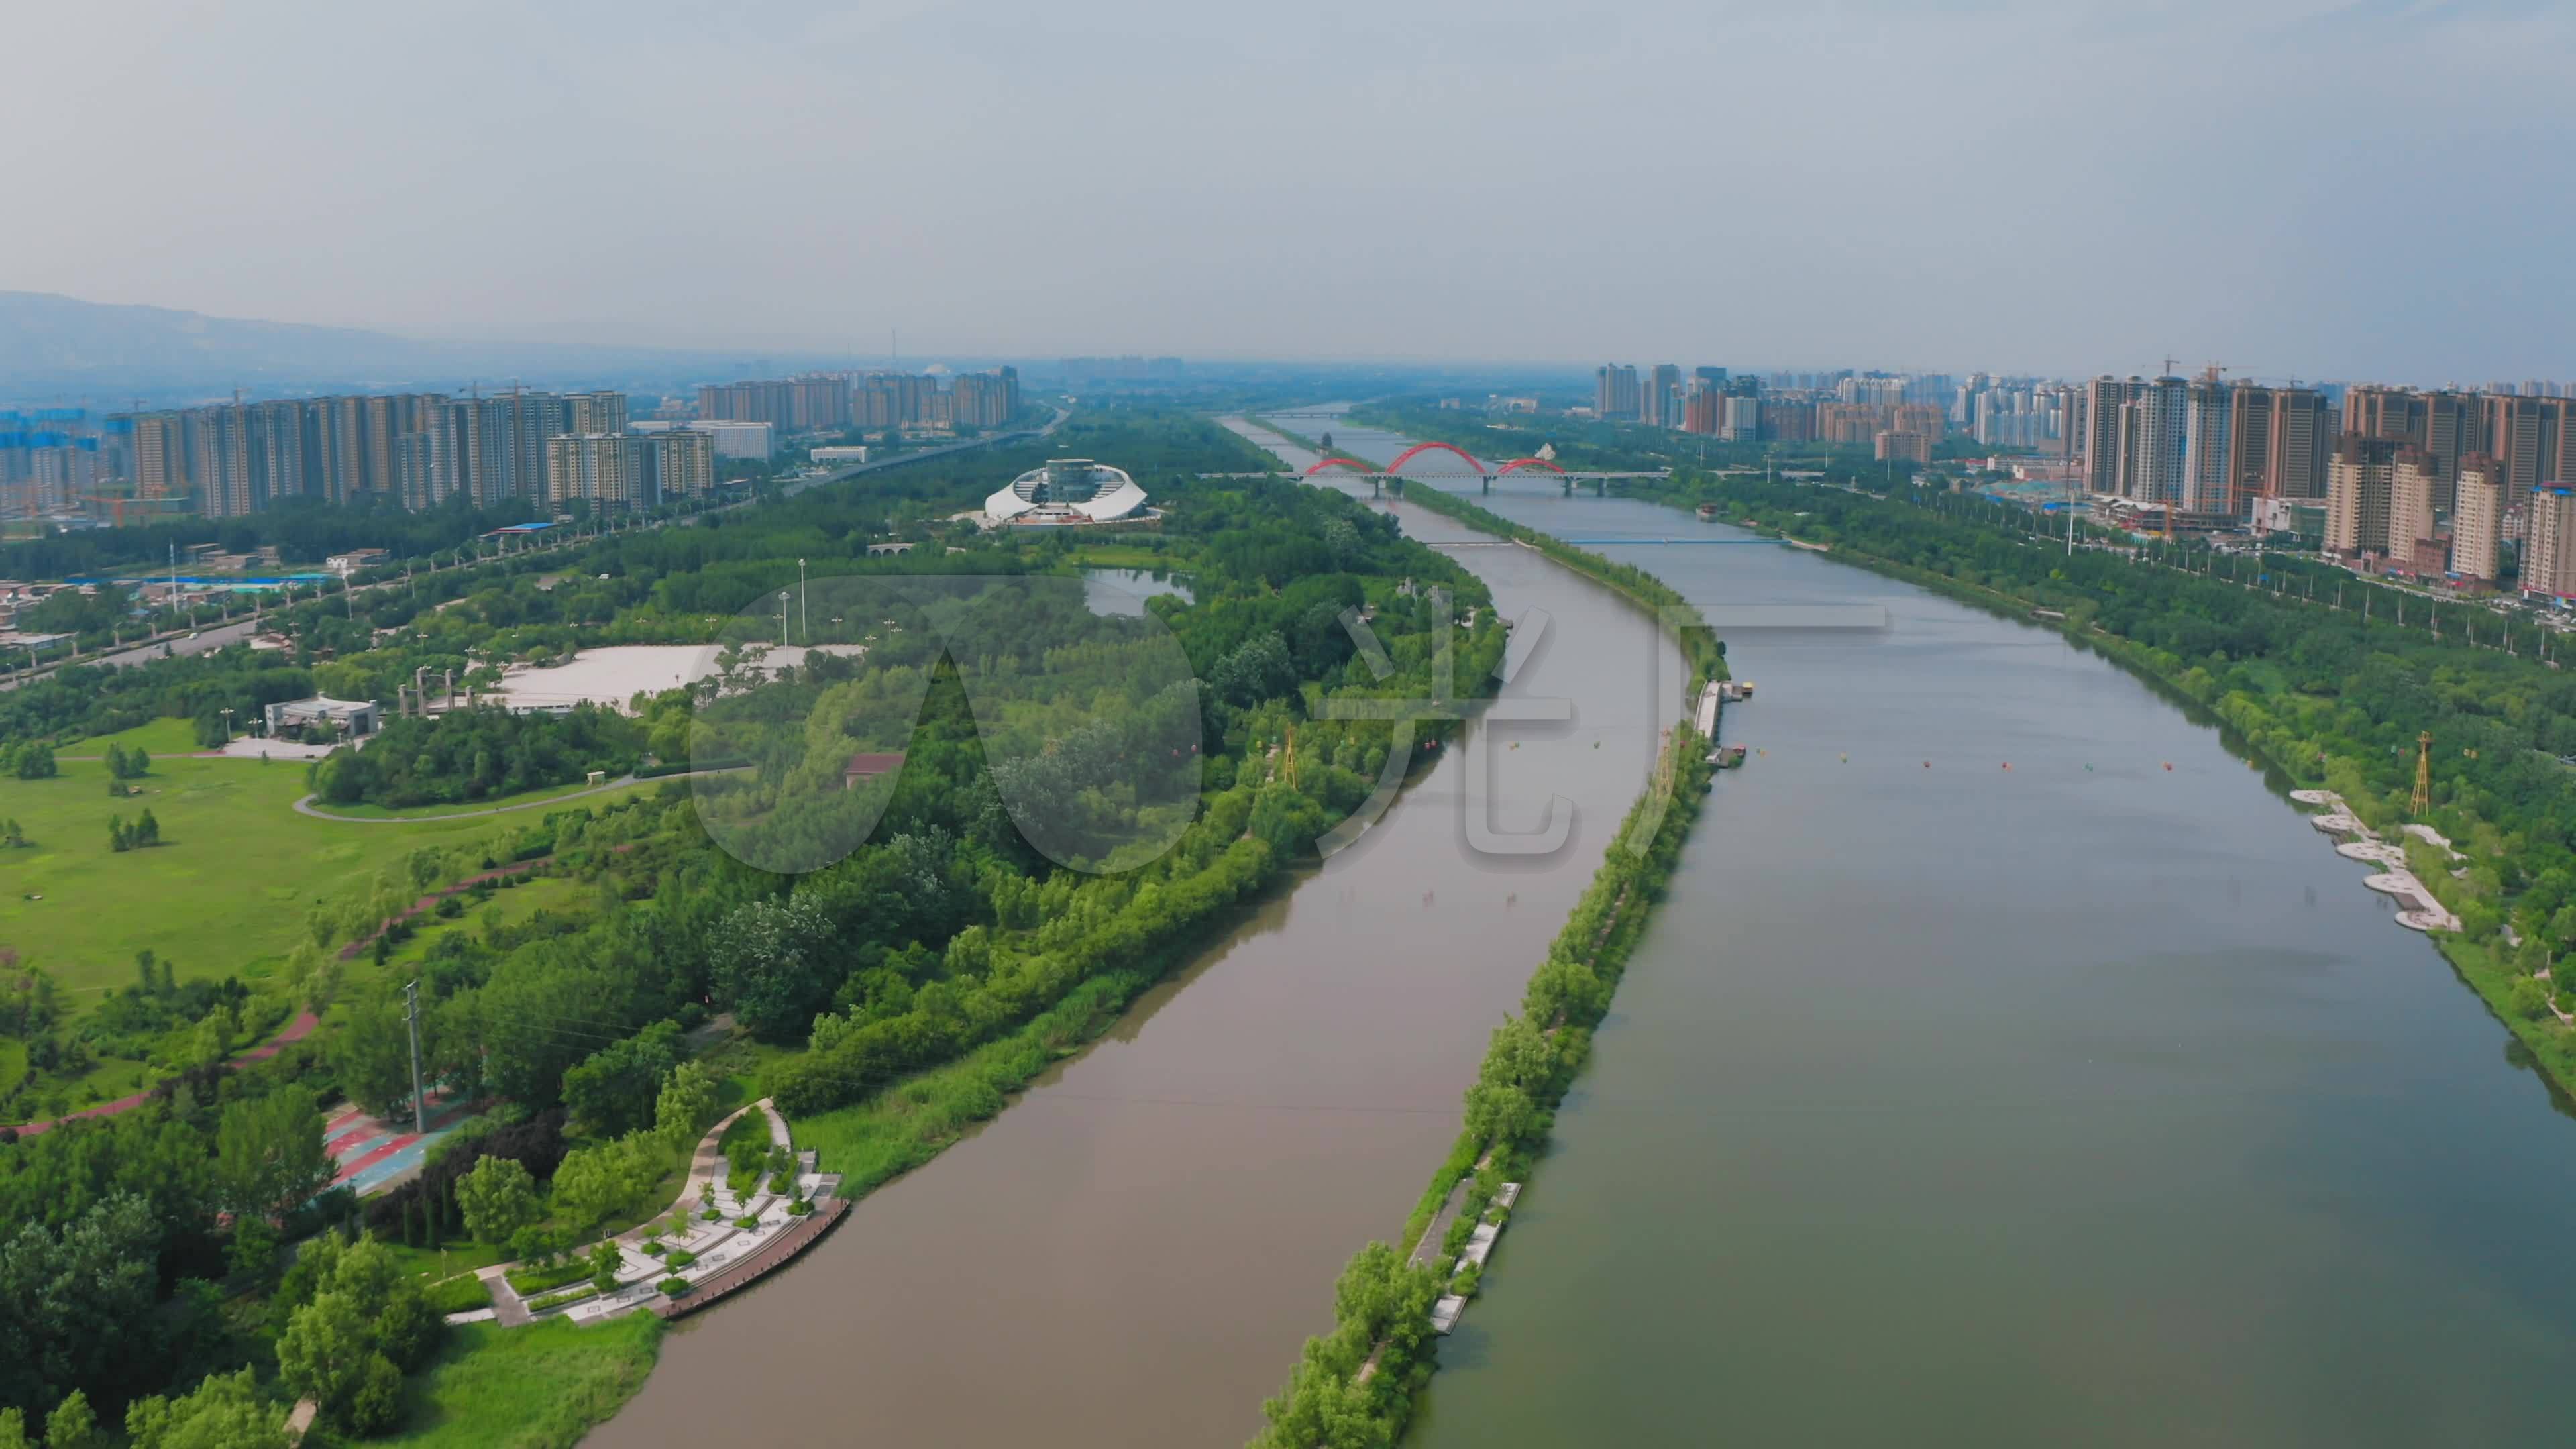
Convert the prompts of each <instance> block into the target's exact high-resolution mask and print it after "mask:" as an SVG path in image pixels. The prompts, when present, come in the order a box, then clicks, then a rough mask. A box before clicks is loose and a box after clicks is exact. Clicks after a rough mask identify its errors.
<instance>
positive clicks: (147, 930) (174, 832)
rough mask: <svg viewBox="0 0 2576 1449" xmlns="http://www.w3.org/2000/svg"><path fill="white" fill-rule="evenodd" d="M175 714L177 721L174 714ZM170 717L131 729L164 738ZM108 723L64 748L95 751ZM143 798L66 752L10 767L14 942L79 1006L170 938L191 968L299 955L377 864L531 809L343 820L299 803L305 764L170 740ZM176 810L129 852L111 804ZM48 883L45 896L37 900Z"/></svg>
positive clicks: (102, 744) (169, 953) (470, 833)
mask: <svg viewBox="0 0 2576 1449" xmlns="http://www.w3.org/2000/svg"><path fill="white" fill-rule="evenodd" d="M162 724H175V722H162ZM157 730H160V724H147V727H144V730H131V732H126V735H116V740H118V743H131V740H137V737H139V740H142V745H144V748H147V750H152V743H155V737H157V735H155V732H157ZM106 743H108V740H106V737H100V740H82V743H80V745H70V748H64V750H62V755H95V753H100V750H103V748H106ZM137 784H139V786H142V794H139V797H131V799H111V797H108V768H106V766H103V763H98V761H75V758H64V761H62V773H59V776H57V779H33V781H26V779H0V817H10V820H18V825H21V828H23V830H26V835H28V841H31V846H28V848H23V851H10V848H0V946H8V949H15V951H18V957H21V959H26V962H28V964H36V967H44V969H46V972H52V975H54V980H57V985H59V987H62V990H64V993H67V1000H70V1006H72V1011H75V1013H77V1011H80V1006H82V998H95V993H98V990H103V987H111V985H126V982H129V980H131V975H134V954H137V951H142V949H147V946H149V949H152V951H157V954H160V957H162V959H167V962H175V967H178V975H180V977H183V980H185V977H224V975H234V972H245V969H247V967H255V964H260V962H273V959H278V957H283V954H286V951H289V949H294V944H296V941H299V938H301V936H304V913H307V910H309V908H312V905H314V902H317V900H325V897H337V895H343V892H355V890H366V887H368V884H371V882H374V877H376V871H379V869H384V866H389V864H394V861H399V859H402V856H407V853H410V851H415V848H417V846H425V843H459V841H477V838H482V835H487V833H500V830H515V828H518V825H523V822H526V820H523V817H510V815H497V817H489V820H448V822H417V825H343V822H330V820H312V817H307V815H296V812H294V802H296V797H301V794H304V766H301V763H291V761H273V763H260V761H229V758H214V761H198V758H183V755H178V753H170V755H162V753H157V750H155V755H152V773H149V776H147V779H142V781H137ZM147 807H149V810H152V815H155V820H160V833H162V846H155V848H147V851H126V853H116V851H111V848H108V815H124V817H126V820H134V817H137V815H139V812H142V810H147ZM31 897H41V900H31Z"/></svg>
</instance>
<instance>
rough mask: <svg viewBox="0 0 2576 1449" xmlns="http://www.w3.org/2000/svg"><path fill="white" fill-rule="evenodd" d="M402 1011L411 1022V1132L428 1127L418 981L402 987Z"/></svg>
mask: <svg viewBox="0 0 2576 1449" xmlns="http://www.w3.org/2000/svg"><path fill="white" fill-rule="evenodd" d="M402 1013H404V1016H407V1018H410V1024H412V1132H428V1129H430V1106H428V1096H422V1091H420V982H417V980H415V982H410V985H404V987H402Z"/></svg>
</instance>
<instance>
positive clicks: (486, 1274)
mask: <svg viewBox="0 0 2576 1449" xmlns="http://www.w3.org/2000/svg"><path fill="white" fill-rule="evenodd" d="M747 1111H760V1114H762V1116H768V1124H770V1145H775V1147H793V1145H791V1142H788V1122H786V1116H778V1109H775V1106H773V1104H770V1098H760V1101H755V1104H747V1106H739V1109H734V1111H729V1114H724V1119H721V1122H716V1124H714V1127H708V1129H706V1137H701V1140H698V1150H696V1152H693V1155H690V1160H688V1178H685V1181H683V1183H680V1196H677V1199H672V1204H670V1207H667V1209H662V1212H654V1214H652V1217H647V1220H644V1222H639V1225H634V1227H629V1230H626V1232H618V1235H613V1238H605V1243H616V1245H618V1258H621V1263H618V1287H616V1289H611V1292H605V1294H590V1297H582V1299H577V1302H572V1305H567V1307H564V1310H562V1312H559V1315H551V1318H572V1320H577V1323H590V1320H598V1318H616V1315H621V1312H634V1310H639V1307H649V1310H654V1312H659V1315H665V1318H677V1315H680V1312H688V1310H690V1307H696V1302H693V1299H696V1297H698V1292H701V1289H714V1292H708V1297H706V1302H714V1299H716V1297H724V1294H729V1292H734V1289H737V1287H742V1284H747V1281H752V1279H757V1276H762V1274H768V1271H770V1269H775V1266H781V1263H786V1261H788V1258H793V1256H796V1253H801V1250H804V1248H806V1245H809V1243H811V1240H814V1238H819V1235H822V1230H824V1227H827V1225H832V1222H835V1220H837V1217H840V1207H842V1204H840V1176H837V1173H822V1171H817V1165H814V1155H811V1152H801V1155H799V1171H796V1178H793V1181H791V1183H788V1186H786V1189H781V1186H778V1181H775V1178H773V1176H770V1173H762V1178H760V1181H757V1183H755V1186H752V1191H750V1196H742V1199H737V1196H734V1194H732V1189H726V1181H724V1178H726V1160H724V1150H721V1142H724V1129H726V1127H732V1124H734V1122H737V1119H739V1116H742V1114H747ZM708 1189H714V1204H716V1220H714V1222H708V1220H706V1217H701V1207H698V1204H701V1199H703V1194H706V1191H708ZM799 1196H801V1199H809V1201H814V1212H809V1214H804V1217H796V1214H791V1212H788V1204H793V1201H796V1199H799ZM742 1217H755V1220H757V1222H755V1225H752V1227H739V1225H737V1222H739V1220H742ZM657 1222H665V1225H683V1230H680V1232H665V1238H662V1243H665V1245H670V1248H685V1250H688V1253H693V1256H696V1261H693V1263H688V1266H685V1269H672V1266H670V1263H665V1261H662V1258H657V1256H652V1253H644V1245H647V1243H652V1238H649V1230H652V1227H654V1225H657ZM510 1269H515V1263H492V1266H487V1269H474V1276H479V1279H482V1281H484V1284H487V1287H489V1289H492V1310H489V1312H492V1320H495V1323H502V1325H520V1323H533V1320H536V1315H533V1312H531V1310H528V1302H526V1299H523V1297H520V1294H518V1289H513V1287H510ZM672 1276H677V1279H685V1281H688V1284H690V1287H688V1292H685V1294H680V1297H677V1299H675V1297H672V1294H665V1292H662V1281H665V1279H672ZM567 1287H577V1284H567ZM559 1292H562V1289H559ZM477 1312H482V1310H477ZM466 1318H469V1315H451V1318H448V1323H461V1320H466Z"/></svg>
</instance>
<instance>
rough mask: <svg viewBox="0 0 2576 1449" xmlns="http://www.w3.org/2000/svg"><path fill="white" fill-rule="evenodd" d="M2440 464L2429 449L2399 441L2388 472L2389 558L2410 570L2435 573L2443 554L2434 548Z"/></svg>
mask: <svg viewBox="0 0 2576 1449" xmlns="http://www.w3.org/2000/svg"><path fill="white" fill-rule="evenodd" d="M2439 477H2442V467H2439V462H2434V456H2432V451H2429V449H2421V446H2416V443H2398V456H2396V464H2393V467H2391V474H2388V557H2391V559H2393V562H2398V565H2403V567H2406V570H2409V572H2437V570H2439V567H2442V562H2445V559H2442V554H2439V549H2437V547H2434V536H2437V529H2434V487H2437V485H2439Z"/></svg>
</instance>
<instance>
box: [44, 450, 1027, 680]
mask: <svg viewBox="0 0 2576 1449" xmlns="http://www.w3.org/2000/svg"><path fill="white" fill-rule="evenodd" d="M1072 415H1074V410H1072V407H1056V415H1054V418H1051V420H1048V423H1046V425H1043V428H1023V431H1015V433H992V436H987V438H966V441H963V443H948V446H940V449H922V451H914V454H896V456H891V459H876V462H866V464H850V467H845V469H832V472H827V474H817V477H801V480H793V482H788V485H786V487H783V490H781V492H786V495H788V498H793V495H799V492H806V490H811V487H822V485H827V482H845V480H853V477H858V474H863V472H878V469H891V467H904V464H917V462H925V459H938V456H948V454H963V451H969V449H989V446H994V443H1020V441H1030V438H1051V436H1056V428H1061V425H1064V420H1066V418H1072ZM750 503H755V500H744V503H737V505H734V508H747V505H750ZM696 521H698V516H696V513H693V516H685V518H657V521H652V523H647V526H652V529H659V526H665V523H683V526H685V523H696ZM595 536H598V534H572V536H567V539H562V541H559V544H546V549H562V547H580V544H587V541H590V539H595ZM477 562H484V559H477ZM456 567H471V565H456ZM433 572H435V570H433ZM399 583H410V580H379V583H363V585H358V588H353V590H350V593H366V590H371V588H394V585H399ZM255 629H258V619H237V621H232V624H211V627H204V629H196V632H193V634H167V637H162V639H155V642H149V645H137V647H131V650H116V652H106V655H90V657H85V660H54V663H49V665H44V668H41V670H36V673H23V676H21V673H13V676H8V678H0V688H18V683H21V681H28V678H44V676H49V673H54V670H59V668H64V665H67V663H77V665H113V668H134V665H142V663H149V660H160V657H167V655H206V652H214V650H222V647H224V645H237V642H242V639H247V637H250V634H252V632H255Z"/></svg>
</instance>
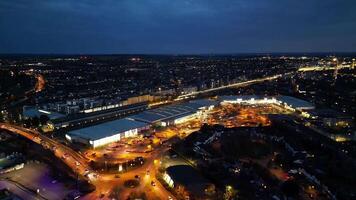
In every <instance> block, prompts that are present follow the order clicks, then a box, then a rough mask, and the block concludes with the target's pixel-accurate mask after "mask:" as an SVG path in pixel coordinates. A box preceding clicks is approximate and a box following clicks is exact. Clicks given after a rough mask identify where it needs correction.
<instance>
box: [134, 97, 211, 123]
mask: <svg viewBox="0 0 356 200" xmlns="http://www.w3.org/2000/svg"><path fill="white" fill-rule="evenodd" d="M216 104H218V102H217V101H212V100H207V99H201V100H195V101H190V102H186V103H180V104H174V105H169V106H163V107H160V108H157V109H151V110H147V111H144V112H141V113H139V114H136V115H132V116H130V117H129V118H131V119H134V120H136V121H142V122H145V123H149V124H159V125H161V126H169V125H173V124H179V123H183V122H186V121H188V120H191V119H194V118H198V117H200V116H201V115H202V113H203V112H204V110H209V109H212V108H213V107H214V105H216Z"/></svg>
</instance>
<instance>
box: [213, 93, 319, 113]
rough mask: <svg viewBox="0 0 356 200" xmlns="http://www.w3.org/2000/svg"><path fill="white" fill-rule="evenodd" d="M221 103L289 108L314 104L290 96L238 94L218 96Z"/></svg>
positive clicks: (306, 107) (300, 106) (294, 107)
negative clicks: (249, 94)
mask: <svg viewBox="0 0 356 200" xmlns="http://www.w3.org/2000/svg"><path fill="white" fill-rule="evenodd" d="M219 99H220V101H221V103H239V104H252V105H253V104H277V105H281V106H284V107H285V108H287V109H290V110H293V111H295V110H300V111H302V110H312V109H315V107H314V105H313V104H311V103H309V102H307V101H304V100H302V99H297V98H295V97H290V96H277V97H264V96H258V95H240V96H220V97H219Z"/></svg>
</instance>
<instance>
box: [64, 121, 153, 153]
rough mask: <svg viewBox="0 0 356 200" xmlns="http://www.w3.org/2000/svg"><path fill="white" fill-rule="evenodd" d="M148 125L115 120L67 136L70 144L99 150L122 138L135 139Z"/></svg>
mask: <svg viewBox="0 0 356 200" xmlns="http://www.w3.org/2000/svg"><path fill="white" fill-rule="evenodd" d="M147 128H148V124H146V123H144V122H138V121H134V120H130V119H127V118H124V119H119V120H114V121H110V122H106V123H102V124H98V125H95V126H90V127H86V128H82V129H78V130H74V131H70V132H68V133H67V134H66V136H65V137H66V139H67V140H68V141H70V142H79V143H83V144H86V145H88V146H91V147H92V148H97V147H100V146H104V145H107V144H110V143H112V142H117V141H120V139H121V138H128V137H135V136H137V134H138V133H139V132H140V131H141V130H143V129H147Z"/></svg>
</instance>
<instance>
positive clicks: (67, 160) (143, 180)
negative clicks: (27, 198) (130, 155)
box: [0, 123, 173, 200]
mask: <svg viewBox="0 0 356 200" xmlns="http://www.w3.org/2000/svg"><path fill="white" fill-rule="evenodd" d="M0 128H2V129H5V130H8V131H10V132H13V133H16V134H18V135H21V136H23V137H25V138H27V139H29V140H31V141H33V142H35V143H37V144H40V145H42V146H43V147H44V148H49V149H51V150H52V151H53V152H54V155H55V156H56V157H57V158H59V159H62V160H63V162H64V163H65V164H66V165H68V166H69V167H70V168H71V169H72V170H73V171H74V172H75V173H78V174H79V175H82V176H83V177H84V175H85V174H88V171H89V172H91V173H90V174H89V176H88V179H89V181H90V182H91V183H92V184H94V185H95V186H96V191H94V192H93V193H90V194H88V195H86V196H85V197H83V199H98V198H99V197H101V196H102V194H104V195H105V196H103V197H102V199H110V198H109V194H110V193H111V192H112V190H113V188H114V187H115V186H119V187H120V188H121V192H120V199H125V198H127V196H128V195H129V194H130V193H131V192H132V191H139V192H145V193H146V195H147V197H148V198H149V199H162V200H165V199H168V196H171V197H173V195H172V194H170V193H169V192H168V191H167V190H166V189H165V188H164V187H163V186H162V185H161V184H160V183H159V181H158V180H157V179H156V173H157V171H158V165H157V164H155V162H154V160H159V158H160V157H161V156H162V154H163V153H164V152H165V151H166V150H167V148H168V147H166V146H161V147H159V148H157V149H155V151H153V152H152V153H150V155H149V156H148V158H147V161H146V162H145V164H144V165H143V166H141V167H139V168H137V169H134V170H130V171H128V172H125V173H123V174H121V175H120V178H115V174H108V173H105V172H95V173H94V171H93V170H92V169H91V168H90V166H89V164H88V163H89V161H88V160H87V159H86V158H85V157H84V156H82V155H81V154H79V153H77V152H76V151H74V150H72V149H71V148H69V147H67V146H65V145H64V144H61V143H59V142H57V141H55V140H53V139H51V138H49V137H47V136H44V135H41V134H39V133H38V132H36V131H34V130H30V129H26V128H23V127H19V126H15V125H10V124H5V123H0ZM147 171H149V172H150V173H149V175H147ZM94 174H96V175H94ZM135 175H139V176H140V177H141V183H140V185H139V186H138V187H137V188H134V189H130V188H125V187H124V182H125V181H126V180H129V179H134V177H135ZM151 181H154V182H155V183H156V186H152V185H151Z"/></svg>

__WHAT THE TASK ASKS__
From the material above, copy every line that has the word "then" in it.

__RESPONSE__
Convert the prompts of each <instance> block into the target's exact high-resolution mask and print it after "mask:" as an SVG path in image pixels. The prompts, when present, come in the order a box, then clicks, then a rough mask. A box before clicks is loose and a box after clicks is exact. Clicks after a rough mask identify its errors.
In every <instance> block, prompts that are present follow the order clicks, then a box, then a rough mask, and the block concludes with the target's pixel-accurate mask after "mask:" as an SVG path in pixel coordinates. A box preceding clicks is approximate and a box following clicks is exact. Clicks given after a rough mask identify where it needs correction.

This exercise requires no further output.